Task instructions:
Render all the records below as a Markdown table with two columns, Row and Entry. Each non-blank line gets its own numbered row, in order.

=======

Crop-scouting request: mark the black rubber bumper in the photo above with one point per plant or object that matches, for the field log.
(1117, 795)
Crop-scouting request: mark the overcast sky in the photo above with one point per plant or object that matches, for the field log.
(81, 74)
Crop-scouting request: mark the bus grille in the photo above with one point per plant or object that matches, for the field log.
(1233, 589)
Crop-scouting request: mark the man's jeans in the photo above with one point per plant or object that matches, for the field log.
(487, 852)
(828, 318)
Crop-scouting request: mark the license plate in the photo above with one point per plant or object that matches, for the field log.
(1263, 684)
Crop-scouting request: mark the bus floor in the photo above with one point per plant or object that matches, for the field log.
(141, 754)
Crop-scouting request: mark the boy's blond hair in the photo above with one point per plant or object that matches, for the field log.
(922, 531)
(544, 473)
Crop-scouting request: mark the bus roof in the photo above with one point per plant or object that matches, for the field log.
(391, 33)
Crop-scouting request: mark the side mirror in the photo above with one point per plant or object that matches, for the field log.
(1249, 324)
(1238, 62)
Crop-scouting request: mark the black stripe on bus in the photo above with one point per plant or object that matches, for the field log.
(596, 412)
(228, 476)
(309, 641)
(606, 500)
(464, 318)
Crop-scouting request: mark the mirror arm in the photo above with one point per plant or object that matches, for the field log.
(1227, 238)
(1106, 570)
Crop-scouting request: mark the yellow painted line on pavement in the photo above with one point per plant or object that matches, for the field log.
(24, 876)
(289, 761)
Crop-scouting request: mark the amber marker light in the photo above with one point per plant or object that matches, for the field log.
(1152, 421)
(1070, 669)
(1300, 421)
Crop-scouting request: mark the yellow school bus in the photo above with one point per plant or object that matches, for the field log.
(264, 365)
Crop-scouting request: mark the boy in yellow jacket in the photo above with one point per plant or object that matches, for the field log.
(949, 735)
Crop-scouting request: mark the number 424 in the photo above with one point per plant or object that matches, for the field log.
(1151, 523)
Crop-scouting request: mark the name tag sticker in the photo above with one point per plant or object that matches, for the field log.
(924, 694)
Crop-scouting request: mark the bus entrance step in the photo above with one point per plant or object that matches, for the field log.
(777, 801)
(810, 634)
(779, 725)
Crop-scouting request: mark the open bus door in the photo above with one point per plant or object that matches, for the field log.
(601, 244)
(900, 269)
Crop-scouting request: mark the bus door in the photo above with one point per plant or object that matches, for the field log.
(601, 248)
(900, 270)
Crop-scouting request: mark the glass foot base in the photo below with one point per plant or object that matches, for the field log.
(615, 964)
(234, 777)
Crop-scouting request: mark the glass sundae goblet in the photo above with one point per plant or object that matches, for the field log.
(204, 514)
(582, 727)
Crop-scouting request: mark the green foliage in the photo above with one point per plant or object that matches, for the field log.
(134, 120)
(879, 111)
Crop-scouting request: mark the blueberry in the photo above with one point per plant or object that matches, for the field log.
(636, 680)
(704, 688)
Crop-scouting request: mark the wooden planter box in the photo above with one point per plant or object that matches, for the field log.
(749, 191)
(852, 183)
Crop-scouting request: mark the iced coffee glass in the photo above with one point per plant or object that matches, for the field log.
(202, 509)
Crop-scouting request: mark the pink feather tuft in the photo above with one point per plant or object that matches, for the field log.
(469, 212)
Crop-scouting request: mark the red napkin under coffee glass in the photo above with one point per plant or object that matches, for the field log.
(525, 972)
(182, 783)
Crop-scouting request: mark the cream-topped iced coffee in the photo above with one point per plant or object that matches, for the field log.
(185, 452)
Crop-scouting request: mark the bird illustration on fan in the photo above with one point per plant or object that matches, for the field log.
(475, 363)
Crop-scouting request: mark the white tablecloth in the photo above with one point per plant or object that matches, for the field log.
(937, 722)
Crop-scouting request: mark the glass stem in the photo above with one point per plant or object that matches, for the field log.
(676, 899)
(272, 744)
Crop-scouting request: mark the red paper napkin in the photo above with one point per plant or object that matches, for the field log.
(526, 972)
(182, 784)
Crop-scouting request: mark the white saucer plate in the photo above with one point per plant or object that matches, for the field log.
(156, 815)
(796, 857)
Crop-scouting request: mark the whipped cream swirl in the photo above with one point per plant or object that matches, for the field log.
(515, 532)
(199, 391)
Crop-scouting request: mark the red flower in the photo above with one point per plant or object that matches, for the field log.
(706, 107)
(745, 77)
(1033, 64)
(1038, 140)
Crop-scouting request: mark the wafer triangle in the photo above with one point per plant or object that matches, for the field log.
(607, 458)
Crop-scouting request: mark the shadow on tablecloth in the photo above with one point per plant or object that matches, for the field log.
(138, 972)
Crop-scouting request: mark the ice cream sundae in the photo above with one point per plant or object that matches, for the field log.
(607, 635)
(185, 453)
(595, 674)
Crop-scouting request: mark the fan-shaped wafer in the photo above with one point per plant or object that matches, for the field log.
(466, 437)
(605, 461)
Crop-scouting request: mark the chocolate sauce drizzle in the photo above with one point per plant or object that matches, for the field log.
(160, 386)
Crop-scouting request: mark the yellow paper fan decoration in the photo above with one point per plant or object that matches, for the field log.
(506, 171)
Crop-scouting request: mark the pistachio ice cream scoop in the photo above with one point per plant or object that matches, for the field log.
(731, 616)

=======

Output below:
| Row | Entry |
|---|---|
| 1 | Crop-scouting request: mark the black rubber bumper in the photo above with one point per plant or object that matches, for the field log. |
| 2 | (1117, 795) |
| 3 | Crop-scouting request: mark the overcast sky in the photo above with one point per plant or object that matches, for the field log. |
| 4 | (81, 74) |
| 5 | Crop-scouting request: mark the bus grille in the photo above with one point per plant or object that matches, for the field log. |
| 6 | (1233, 589) |
| 7 | Crop-scouting request: mark the man's jeans in the photo above with one point per plant or object that matches, for the field log. |
| 8 | (487, 852) |
| 9 | (828, 318) |
| 10 | Crop-scouting request: mark the license plate in the photo above with one point per plant or object that matches, for the field log. |
| 11 | (1263, 684) |
| 12 | Crop-scouting request: mark the bus floor in the photo above with one point per plant or object that matches, for the field log. |
| 13 | (141, 754) |
| 14 | Crop-scouting request: mark the boy's blond hair in the photo above with one point per plant or object that matches, for the field log. |
| 15 | (922, 531) |
| 16 | (544, 473) |
| 17 | Crop-scouting request: mark the bus roof in the photo above with one point per plant or object that matches, for the field log. |
| 18 | (391, 33) |
| 19 | Crop-scouting request: mark the side mirror in the photo above with one point per plant or object that matches, for the field log. |
| 20 | (1249, 324) |
| 21 | (1238, 62) |
| 22 | Crop-scouting request: mark the black stripe on bus in the photo above with one point per plant or object that matches, for the field log. |
| 23 | (596, 412) |
| 24 | (228, 476) |
| 25 | (309, 641) |
| 26 | (606, 500) |
| 27 | (464, 318) |
| 28 | Crop-scouting request: mark the mirror arm in the photo above with one point per plant or object that matches, for the field log. |
| 29 | (1227, 238) |
| 30 | (1106, 570) |
| 31 | Crop-scouting request: mark the yellow painted line on pavement in the photo above with one point per plant or object that matches, for the field log. |
| 32 | (24, 876) |
| 33 | (289, 761) |
| 34 | Crop-scouting request: mark the amber marker light in the photo above with one point per plant or object that matches, for the field log. |
| 35 | (1152, 421) |
| 36 | (1070, 669) |
| 37 | (1300, 421) |
| 38 | Crop-scouting request: mark the yellow school bus in the photo above with one point per plant or object that matches, for the field log. |
| 39 | (264, 365) |
| 40 | Crop-scouting request: mark the boy in yellow jacket in the photo above with one point per plant or object that matches, for the field log. |
| 41 | (949, 735) |
| 42 | Crop-scouting request: mark the number 424 in the photo above with one point per plant or object that matches, for the field log. |
| 43 | (1151, 523) |
| 44 | Crop-scouting request: mark the name tag sticker in the photo above with one point per plant or object that matches, for the field log. |
| 45 | (924, 694) |
| 46 | Crop-scouting request: mark the bus entrance step in the photo above with one point per plant or object that matches, for the field log. |
| 47 | (777, 801) |
| 48 | (810, 634) |
| 49 | (779, 725) |
| 50 | Crop-scouting request: mark the open bus door in the photo above with one point per plant or object that matches, for the field log. |
| 51 | (601, 244) |
| 52 | (900, 269) |
| 53 | Crop-scouting request: mark the bus door in the photo above with one point per plant or object that matches, for the field log. |
| 54 | (601, 248) |
| 55 | (900, 270) |
| 56 | Crop-scouting request: mark the glass foot base in the photo below with one point per plant or object that matches, for the field log. |
| 57 | (615, 964) |
| 58 | (234, 777) |
| 59 | Crop-scouting request: mark the glass sundae goblet in the photo above with one point per plant or object that matches, for the field log. |
| 60 | (204, 514) |
| 61 | (582, 727) |
| 62 | Crop-scouting request: mark the green foliage in the photo above with one point per plant or object that matches, for the field log. |
| 63 | (134, 120) |
| 64 | (879, 111) |
| 65 | Crop-scouting request: mark the blueberry in the photo above with one point per plant or object that matches, for the field log. |
| 66 | (636, 680) |
| 67 | (704, 688) |
| 68 | Crop-scouting request: mark the wooden planter box in the photo above with one point per plant or object that matches, for the field log. |
| 69 | (749, 191) |
| 70 | (852, 183) |
| 71 | Crop-scouting request: mark the iced coffee glass in the photo above with one point per plant or object that matches, for the field log. |
| 72 | (202, 509) |
| 73 | Crop-scouting request: mark the pink feather tuft in the photo above with one point per plant or object that matches, for the field log. |
| 74 | (469, 212) |
| 75 | Crop-scouting request: mark the red napkin under coffee glass in the photo above with one point per plant or object that matches, for the field log. |
| 76 | (525, 972) |
| 77 | (182, 783) |
| 78 | Crop-scouting request: mark the cream-topped iced coffee in the photo above with one point per plant or object that matches, for the field log. |
| 79 | (185, 452) |
| 80 | Crop-scouting request: mark the bird illustration on fan in the photo above with one point per plant or object that matches, for the field log. |
| 81 | (475, 363) |
| 82 | Crop-scouting request: mark the white tablecloth in the photo above with one point per plant or object that matches, for the field log. |
| 83 | (937, 722) |
| 84 | Crop-scouting request: mark the glass stem in the photo above with one point per plant or object that matches, for the field log. |
| 85 | (676, 899) |
| 86 | (272, 744) |
| 87 | Crop-scouting request: mark the red paper napkin in the photo above with one point per plant or object that matches, for the field log. |
| 88 | (526, 972) |
| 89 | (182, 784) |
| 90 | Crop-scouting request: mark the white saucer plate in the photo above with one point per plant or object that matches, for the field log. |
| 91 | (156, 815) |
| 92 | (796, 857) |
| 93 | Crop-scouting request: mark the whipped cream swirl in the photo above with one point per plant or object that matches, for the field log. |
| 94 | (515, 532) |
| 95 | (199, 391) |
| 96 | Crop-scouting request: mark the red flower in the photo above with one point per plant or object that matches, for the field log. |
| 97 | (706, 107) |
| 98 | (745, 77) |
| 99 | (1033, 64) |
| 100 | (1038, 140) |
| 101 | Crop-scouting request: mark the wafer triangle in the photo above with one point per plant or object that matches, for the field log. |
| 102 | (607, 458) |
| 103 | Crop-scouting request: mark the shadow on tablecloth in the photo above with one point per plant or object that matches, for the field log. |
| 104 | (138, 972) |
| 105 | Crop-scouting request: mark the ice cream sundae in the photo above with one point per plant or object that matches, for the field log. |
| 106 | (607, 635) |
| 107 | (185, 453) |
| 108 | (595, 674) |
| 109 | Crop-scouting request: mark the fan-shaped wafer in the photo above with one point per plant or object that matches, for the field log. |
| 110 | (466, 437) |
| 111 | (605, 461) |
| 112 | Crop-scouting request: mark the chocolate sauce drizzle in the photo above with one point per plant or object that matches, for the field log. |
| 113 | (160, 386) |
| 114 | Crop-scouting request: mark the yellow paper fan decoration in the photo above with one point per plant or object that matches, for the field log. |
| 115 | (506, 171) |
| 116 | Crop-scouting request: mark the pistachio ice cream scoop in the photo above with one point per plant or object that matches, for the field log. |
| 117 | (731, 616) |